Aim of the task:
Your response should match the records line for line.

Listed records:
=-=-=-=-=

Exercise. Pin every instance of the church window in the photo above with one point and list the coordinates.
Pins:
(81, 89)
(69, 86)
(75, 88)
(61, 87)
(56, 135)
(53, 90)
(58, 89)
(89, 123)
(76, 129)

=-=-=-=-=

Task answer:
Exercise. Pin every instance of the church window in the photo above with one point and list the coordinates.
Pins:
(81, 89)
(69, 86)
(75, 88)
(61, 87)
(56, 135)
(53, 90)
(58, 89)
(89, 123)
(76, 129)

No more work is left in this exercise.